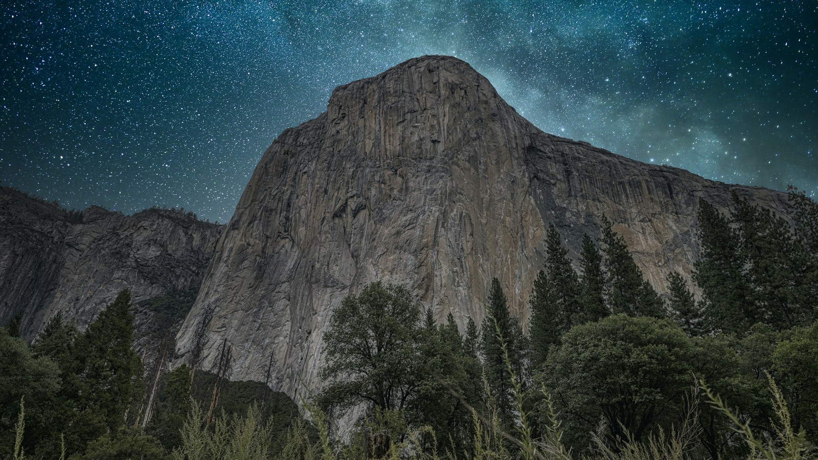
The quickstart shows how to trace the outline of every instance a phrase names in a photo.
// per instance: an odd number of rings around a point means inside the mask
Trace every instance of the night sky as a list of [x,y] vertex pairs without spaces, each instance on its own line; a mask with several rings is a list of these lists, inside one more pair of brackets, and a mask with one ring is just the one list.
[[544,131],[818,192],[818,2],[4,1],[0,181],[227,221],[332,89],[456,56]]

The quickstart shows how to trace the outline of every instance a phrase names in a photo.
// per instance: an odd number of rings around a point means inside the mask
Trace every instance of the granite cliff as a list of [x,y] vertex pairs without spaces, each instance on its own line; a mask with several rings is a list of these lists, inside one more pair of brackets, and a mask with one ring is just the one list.
[[649,281],[689,276],[699,199],[731,192],[773,209],[784,193],[727,185],[543,133],[453,57],[411,59],[337,88],[327,110],[285,130],[264,152],[218,241],[178,336],[190,350],[202,312],[205,365],[222,340],[232,378],[275,390],[320,385],[333,309],[366,283],[408,287],[462,327],[479,323],[492,277],[526,324],[533,281],[554,223],[576,257],[603,216]]
[[[184,297],[198,291],[222,229],[170,210],[69,212],[0,187],[0,324],[21,312],[31,340],[58,311],[84,329],[125,288],[137,307]],[[137,327],[169,326],[136,313]]]

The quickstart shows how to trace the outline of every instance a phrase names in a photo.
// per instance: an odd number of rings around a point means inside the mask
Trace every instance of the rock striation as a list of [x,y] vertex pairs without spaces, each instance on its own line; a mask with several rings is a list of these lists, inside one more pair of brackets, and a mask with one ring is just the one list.
[[128,288],[134,303],[198,290],[222,226],[172,210],[68,212],[0,187],[0,324],[29,340],[58,311],[84,328]]
[[526,324],[533,282],[554,223],[578,256],[607,216],[662,292],[690,275],[700,197],[735,192],[783,209],[786,195],[646,165],[543,133],[453,57],[411,59],[338,87],[327,110],[264,152],[218,241],[178,336],[191,350],[212,309],[205,367],[222,340],[232,378],[275,389],[320,385],[322,337],[350,293],[383,280],[407,286],[443,319],[479,323],[492,277]]

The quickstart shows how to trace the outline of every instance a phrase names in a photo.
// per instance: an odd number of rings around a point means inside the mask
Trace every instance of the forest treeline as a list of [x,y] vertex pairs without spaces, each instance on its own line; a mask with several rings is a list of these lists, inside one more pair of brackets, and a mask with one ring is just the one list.
[[818,205],[790,205],[702,201],[692,279],[663,296],[611,223],[576,264],[551,226],[525,333],[497,279],[462,331],[368,285],[333,313],[300,413],[269,390],[274,356],[267,381],[230,382],[229,343],[205,372],[201,334],[187,364],[146,372],[127,292],[84,332],[57,317],[29,346],[11,323],[0,458],[814,458]]

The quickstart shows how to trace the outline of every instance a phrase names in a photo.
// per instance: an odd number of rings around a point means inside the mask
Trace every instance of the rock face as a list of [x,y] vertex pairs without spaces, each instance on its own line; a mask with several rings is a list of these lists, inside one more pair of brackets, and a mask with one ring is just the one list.
[[407,61],[337,88],[326,112],[285,130],[264,152],[218,241],[178,336],[191,348],[213,309],[205,365],[222,340],[232,378],[276,390],[320,385],[333,309],[371,282],[416,292],[438,319],[479,324],[492,277],[524,325],[543,240],[554,223],[577,257],[607,216],[649,282],[697,256],[699,197],[730,192],[771,208],[783,193],[726,185],[545,133],[465,62]]
[[0,324],[31,340],[56,312],[84,328],[128,288],[137,303],[197,289],[222,227],[176,210],[82,213],[0,187]]

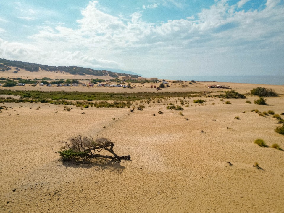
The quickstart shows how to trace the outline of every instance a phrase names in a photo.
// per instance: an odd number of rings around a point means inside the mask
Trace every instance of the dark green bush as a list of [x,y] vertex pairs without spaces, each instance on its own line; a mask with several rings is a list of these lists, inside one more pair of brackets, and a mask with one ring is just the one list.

_EXERCISE GOAL_
Gather every line of the data that contains the word "night". Case counts.

_SOLVED EXERCISE_
Trace every instance of the night sky as a list of [x,y] vertex pairs without spaces, each instance on its own line; a mask with several rings is a list of these lists, inside one more pair of brackets, and a mask with one ring is just the one list.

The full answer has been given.